● **AIM OF THE EXERCISE**:
Please render this sentence from the text about Hany Armanious below into Spanish: "But it soon becomes apparent that each of Armanious' objects is the result of revelations that he has made while delving into the hidden potential of matter."

From our earliest inculcation into the mysteries of art, we are taught that two intangible qualities—'creativity' and 'imagination'—are what distinguish the artist from the layperson. Perhaps one thing that could be said to separate Hany Armanious from other art practitioners is his ability to demonstrate that artistic power exists in the world independently of the artist, that it resides outside, within the chaotic flux of the material world. Concomitant with this shift in understanding, is the realisation that the phenomenon of plasticity is an extraordinary and somewhat supernatural thing. As one of the defining characteristics of matter, plasticity is for us both the tangible expression of material agitation and excitation and the vehicle by which human beings make their mark upon the earth.
At first sight, the works in Armanious' exhibition, Art Nouveau Barbeque, seem to present a puzzling array of subjects and forms: portraits of old men, views of distant galaxies, sculptural grotesques, a copy of an iconic Symbolist painting hung beside a large spinning spiral, a scattering of life-sized walnuts, a mountain of over-sized muffins, a distorted photograph of a woman drinking tea and a video of a man scuttling like a beetle, knocking over furniture in a room. But it soon becomes apparent that each of Armanious' objects is the result of revelations that he has made while delving into the hidden potential of matter. Each image or form has come from the materials themselves, and this is largely what Armanious' work is 'about': a concentrated expression of the characteristics peculiar to the medium itself as it occupies space.

● **RECORD SET**:
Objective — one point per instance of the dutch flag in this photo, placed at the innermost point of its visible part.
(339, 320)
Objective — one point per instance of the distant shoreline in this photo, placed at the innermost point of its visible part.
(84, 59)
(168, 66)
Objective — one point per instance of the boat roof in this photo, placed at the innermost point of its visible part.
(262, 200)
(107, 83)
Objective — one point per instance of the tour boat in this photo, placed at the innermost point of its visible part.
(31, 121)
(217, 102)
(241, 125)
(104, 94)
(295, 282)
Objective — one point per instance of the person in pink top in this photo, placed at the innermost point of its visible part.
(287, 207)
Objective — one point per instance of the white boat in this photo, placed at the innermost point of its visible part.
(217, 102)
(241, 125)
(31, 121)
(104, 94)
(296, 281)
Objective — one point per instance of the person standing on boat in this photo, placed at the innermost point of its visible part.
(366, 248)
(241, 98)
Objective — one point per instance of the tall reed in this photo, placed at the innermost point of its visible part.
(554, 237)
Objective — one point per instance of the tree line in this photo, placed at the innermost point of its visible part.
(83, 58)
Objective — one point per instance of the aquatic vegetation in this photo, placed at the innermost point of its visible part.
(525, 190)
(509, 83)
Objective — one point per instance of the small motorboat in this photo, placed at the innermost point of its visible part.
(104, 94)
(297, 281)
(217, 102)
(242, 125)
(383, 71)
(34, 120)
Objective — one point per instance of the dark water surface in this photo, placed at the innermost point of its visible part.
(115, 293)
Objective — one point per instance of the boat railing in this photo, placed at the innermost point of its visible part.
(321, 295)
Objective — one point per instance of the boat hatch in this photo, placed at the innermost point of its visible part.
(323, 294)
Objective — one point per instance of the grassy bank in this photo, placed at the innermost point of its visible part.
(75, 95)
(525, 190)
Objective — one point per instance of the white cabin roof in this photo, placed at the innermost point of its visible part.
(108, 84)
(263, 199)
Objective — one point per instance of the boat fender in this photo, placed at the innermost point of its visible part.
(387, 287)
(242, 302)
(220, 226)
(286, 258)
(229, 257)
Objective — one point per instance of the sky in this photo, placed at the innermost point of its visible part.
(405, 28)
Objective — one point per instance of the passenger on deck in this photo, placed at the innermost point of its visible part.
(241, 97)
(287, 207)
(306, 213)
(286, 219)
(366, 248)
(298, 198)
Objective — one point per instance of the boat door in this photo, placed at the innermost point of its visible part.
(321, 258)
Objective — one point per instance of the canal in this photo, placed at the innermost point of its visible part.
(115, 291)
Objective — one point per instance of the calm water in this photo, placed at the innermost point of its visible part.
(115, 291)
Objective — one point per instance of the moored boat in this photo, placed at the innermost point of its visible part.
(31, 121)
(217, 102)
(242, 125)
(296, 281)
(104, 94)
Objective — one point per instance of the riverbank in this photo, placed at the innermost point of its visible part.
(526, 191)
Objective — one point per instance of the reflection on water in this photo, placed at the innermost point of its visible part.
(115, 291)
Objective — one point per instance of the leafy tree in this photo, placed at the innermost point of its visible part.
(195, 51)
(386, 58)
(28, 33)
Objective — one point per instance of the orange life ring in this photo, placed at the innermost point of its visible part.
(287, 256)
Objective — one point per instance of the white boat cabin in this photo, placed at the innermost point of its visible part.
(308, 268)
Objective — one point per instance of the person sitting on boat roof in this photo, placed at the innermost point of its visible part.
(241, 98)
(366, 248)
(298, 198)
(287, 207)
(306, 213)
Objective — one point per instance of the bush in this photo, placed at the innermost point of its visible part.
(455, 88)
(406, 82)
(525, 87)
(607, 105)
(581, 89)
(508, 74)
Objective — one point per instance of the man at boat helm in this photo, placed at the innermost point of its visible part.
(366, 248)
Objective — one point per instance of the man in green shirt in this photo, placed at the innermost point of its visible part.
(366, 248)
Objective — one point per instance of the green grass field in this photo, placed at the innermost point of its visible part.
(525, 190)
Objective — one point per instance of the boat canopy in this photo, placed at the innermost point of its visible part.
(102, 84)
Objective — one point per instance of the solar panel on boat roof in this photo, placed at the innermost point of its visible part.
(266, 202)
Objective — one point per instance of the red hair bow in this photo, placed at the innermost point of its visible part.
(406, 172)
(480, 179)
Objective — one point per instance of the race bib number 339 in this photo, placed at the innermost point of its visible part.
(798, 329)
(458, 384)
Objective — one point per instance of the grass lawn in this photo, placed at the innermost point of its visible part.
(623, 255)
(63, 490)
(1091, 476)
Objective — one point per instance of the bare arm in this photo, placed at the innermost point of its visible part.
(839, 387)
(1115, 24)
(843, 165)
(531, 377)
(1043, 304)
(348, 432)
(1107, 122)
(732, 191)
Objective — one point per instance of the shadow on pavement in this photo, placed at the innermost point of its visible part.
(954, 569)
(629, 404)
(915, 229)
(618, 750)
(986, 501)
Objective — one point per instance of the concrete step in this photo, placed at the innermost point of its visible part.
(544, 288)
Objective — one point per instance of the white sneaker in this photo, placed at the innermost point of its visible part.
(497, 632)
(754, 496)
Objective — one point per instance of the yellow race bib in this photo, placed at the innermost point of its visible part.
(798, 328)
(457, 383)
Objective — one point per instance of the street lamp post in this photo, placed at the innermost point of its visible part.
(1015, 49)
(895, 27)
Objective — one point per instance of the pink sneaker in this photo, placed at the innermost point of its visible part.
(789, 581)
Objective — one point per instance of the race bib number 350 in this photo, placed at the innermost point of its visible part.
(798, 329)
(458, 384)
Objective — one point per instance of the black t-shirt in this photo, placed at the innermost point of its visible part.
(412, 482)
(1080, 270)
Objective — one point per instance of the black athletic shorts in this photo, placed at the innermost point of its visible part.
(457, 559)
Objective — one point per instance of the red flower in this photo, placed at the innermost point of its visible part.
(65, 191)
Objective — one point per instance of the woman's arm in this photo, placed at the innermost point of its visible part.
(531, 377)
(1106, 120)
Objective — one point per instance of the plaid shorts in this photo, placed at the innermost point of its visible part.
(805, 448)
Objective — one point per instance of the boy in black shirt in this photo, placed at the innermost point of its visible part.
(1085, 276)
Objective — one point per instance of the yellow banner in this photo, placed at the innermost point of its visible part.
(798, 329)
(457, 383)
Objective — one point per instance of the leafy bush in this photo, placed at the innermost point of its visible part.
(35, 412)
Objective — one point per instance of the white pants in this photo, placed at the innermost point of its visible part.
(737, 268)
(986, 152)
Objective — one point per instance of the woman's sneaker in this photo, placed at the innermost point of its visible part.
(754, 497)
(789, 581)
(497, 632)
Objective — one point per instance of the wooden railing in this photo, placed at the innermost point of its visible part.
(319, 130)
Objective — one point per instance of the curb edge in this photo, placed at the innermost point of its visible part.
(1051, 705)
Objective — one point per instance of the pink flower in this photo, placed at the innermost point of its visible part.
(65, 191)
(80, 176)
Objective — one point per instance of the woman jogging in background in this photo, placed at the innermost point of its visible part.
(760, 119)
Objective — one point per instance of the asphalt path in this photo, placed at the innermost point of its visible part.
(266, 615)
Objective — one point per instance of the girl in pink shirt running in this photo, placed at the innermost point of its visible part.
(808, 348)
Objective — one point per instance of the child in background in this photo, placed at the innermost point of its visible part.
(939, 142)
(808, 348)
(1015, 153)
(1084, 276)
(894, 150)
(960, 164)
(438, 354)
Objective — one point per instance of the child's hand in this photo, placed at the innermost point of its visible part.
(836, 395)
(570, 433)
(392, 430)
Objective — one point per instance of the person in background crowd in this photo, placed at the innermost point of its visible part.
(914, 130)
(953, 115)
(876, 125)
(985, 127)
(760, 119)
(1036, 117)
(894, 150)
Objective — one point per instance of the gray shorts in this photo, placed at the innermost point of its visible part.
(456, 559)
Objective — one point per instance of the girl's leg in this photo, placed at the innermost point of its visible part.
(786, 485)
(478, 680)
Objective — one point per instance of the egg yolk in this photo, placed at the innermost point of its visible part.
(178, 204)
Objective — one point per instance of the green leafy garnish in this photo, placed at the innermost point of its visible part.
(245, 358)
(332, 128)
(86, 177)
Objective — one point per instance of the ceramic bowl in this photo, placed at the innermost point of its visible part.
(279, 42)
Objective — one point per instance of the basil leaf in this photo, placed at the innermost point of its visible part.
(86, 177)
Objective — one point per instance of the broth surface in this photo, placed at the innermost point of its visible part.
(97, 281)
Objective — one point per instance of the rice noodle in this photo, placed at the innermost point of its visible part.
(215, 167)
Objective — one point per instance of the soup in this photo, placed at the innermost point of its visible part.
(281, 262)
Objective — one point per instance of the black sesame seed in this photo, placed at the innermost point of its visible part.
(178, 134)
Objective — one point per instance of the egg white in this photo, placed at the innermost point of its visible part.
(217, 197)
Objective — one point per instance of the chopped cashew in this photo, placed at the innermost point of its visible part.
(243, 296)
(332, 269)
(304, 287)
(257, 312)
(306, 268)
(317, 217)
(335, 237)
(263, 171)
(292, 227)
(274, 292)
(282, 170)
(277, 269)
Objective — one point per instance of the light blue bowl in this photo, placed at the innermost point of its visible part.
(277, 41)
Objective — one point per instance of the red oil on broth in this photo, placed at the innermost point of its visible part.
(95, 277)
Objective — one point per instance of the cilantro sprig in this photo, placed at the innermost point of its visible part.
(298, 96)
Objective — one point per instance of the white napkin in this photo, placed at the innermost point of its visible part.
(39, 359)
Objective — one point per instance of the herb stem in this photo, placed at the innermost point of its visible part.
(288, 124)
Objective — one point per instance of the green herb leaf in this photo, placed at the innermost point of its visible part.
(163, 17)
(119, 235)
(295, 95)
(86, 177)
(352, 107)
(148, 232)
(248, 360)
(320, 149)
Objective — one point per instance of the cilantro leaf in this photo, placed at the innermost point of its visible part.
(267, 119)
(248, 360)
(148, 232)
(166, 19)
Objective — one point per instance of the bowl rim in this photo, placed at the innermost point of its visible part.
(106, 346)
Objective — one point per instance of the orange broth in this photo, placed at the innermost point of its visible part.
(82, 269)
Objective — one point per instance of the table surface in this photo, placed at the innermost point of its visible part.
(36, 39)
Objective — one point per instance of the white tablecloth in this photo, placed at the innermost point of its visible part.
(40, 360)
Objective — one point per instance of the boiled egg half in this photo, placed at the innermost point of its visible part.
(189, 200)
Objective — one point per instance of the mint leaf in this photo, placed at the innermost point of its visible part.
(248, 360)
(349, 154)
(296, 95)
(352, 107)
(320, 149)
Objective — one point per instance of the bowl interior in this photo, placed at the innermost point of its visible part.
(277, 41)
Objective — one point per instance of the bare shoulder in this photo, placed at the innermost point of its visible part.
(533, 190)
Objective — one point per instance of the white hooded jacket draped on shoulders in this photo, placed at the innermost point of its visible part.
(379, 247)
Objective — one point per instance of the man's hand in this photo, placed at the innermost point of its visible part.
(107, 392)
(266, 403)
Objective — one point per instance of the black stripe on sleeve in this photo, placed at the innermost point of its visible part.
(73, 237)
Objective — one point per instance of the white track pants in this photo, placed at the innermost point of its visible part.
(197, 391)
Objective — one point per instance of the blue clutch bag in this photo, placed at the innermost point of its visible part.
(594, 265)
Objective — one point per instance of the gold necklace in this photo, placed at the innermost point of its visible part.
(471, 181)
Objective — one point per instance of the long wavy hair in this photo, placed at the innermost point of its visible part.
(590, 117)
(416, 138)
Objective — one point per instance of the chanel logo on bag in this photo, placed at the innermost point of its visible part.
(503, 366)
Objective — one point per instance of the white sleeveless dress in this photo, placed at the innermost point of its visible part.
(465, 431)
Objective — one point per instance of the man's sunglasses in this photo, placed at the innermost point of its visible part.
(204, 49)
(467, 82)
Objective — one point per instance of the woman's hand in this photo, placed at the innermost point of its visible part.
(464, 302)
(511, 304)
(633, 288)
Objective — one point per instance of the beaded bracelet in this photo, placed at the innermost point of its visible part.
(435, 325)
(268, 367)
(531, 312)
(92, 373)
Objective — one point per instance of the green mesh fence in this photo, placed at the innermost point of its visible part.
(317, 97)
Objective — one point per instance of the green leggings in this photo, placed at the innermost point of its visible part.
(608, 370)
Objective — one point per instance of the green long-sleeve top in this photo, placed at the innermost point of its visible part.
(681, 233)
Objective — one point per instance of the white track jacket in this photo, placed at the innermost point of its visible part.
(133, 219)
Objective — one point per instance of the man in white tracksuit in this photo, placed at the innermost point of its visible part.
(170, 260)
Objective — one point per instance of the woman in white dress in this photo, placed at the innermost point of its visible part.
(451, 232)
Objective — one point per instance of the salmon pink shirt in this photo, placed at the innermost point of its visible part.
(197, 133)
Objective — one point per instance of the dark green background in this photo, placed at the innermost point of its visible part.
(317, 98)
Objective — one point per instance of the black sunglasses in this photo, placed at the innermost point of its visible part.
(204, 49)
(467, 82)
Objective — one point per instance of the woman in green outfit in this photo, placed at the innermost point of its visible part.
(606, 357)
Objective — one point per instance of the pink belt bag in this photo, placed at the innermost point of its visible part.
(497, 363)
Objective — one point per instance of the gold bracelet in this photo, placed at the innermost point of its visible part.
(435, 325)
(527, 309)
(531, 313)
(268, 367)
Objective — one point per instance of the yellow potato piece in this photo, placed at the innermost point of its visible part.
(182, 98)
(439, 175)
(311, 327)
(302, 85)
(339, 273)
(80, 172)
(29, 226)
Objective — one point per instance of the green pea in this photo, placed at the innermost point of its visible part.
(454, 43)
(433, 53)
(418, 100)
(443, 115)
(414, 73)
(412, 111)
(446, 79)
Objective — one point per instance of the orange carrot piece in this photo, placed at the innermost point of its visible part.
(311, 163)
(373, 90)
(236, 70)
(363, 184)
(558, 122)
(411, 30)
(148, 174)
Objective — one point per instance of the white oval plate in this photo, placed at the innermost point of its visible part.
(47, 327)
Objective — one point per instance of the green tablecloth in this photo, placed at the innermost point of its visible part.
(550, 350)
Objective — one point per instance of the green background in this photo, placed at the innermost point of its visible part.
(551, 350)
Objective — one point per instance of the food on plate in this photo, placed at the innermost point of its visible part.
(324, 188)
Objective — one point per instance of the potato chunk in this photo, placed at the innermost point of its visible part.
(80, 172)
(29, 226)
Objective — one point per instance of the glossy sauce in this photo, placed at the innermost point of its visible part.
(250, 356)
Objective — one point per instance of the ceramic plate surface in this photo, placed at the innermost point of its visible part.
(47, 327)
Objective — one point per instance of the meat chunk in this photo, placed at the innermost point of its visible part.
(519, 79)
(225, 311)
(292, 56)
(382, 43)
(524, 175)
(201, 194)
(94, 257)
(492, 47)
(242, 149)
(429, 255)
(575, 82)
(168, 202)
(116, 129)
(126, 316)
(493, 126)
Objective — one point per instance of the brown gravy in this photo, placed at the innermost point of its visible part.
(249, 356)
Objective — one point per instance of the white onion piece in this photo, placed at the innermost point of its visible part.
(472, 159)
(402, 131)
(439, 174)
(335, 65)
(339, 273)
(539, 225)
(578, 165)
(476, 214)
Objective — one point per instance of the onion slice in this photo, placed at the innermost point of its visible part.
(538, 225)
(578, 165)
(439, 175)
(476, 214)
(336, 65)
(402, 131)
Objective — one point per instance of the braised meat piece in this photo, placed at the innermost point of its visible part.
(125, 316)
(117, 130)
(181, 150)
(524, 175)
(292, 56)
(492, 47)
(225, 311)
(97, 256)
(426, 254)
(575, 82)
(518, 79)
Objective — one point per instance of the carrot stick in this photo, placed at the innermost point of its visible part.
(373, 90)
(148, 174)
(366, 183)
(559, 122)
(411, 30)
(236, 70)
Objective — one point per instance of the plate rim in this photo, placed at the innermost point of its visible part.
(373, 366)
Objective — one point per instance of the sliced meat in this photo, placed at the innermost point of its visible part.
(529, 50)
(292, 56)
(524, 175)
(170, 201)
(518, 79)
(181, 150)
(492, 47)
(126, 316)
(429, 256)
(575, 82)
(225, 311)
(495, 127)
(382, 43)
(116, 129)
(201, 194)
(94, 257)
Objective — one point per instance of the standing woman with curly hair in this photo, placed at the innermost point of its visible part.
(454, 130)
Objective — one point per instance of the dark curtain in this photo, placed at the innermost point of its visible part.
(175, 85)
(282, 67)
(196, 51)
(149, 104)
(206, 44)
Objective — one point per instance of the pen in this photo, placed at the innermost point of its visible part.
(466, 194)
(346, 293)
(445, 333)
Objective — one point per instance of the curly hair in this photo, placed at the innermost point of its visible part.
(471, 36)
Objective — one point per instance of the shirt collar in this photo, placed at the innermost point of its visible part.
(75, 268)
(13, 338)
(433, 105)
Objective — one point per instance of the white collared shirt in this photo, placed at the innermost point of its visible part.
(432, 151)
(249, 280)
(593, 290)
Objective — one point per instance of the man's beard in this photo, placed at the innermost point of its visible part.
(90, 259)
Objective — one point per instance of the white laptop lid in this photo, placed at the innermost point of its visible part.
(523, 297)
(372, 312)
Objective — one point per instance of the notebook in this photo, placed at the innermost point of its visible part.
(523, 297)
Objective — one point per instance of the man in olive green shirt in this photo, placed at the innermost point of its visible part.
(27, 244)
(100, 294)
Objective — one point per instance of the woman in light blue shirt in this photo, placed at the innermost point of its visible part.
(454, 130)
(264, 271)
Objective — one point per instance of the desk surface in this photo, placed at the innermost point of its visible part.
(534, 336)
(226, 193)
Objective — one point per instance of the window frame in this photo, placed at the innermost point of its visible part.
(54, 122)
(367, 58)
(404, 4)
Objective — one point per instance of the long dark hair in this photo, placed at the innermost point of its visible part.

● **ANSWER TO THIS EXERCISE**:
Pero pronto se hace evidente que cada uno de los objetos de Armanious es el resultado de revelaciones que ha tenido al indagar en el potencial oculto de la materia.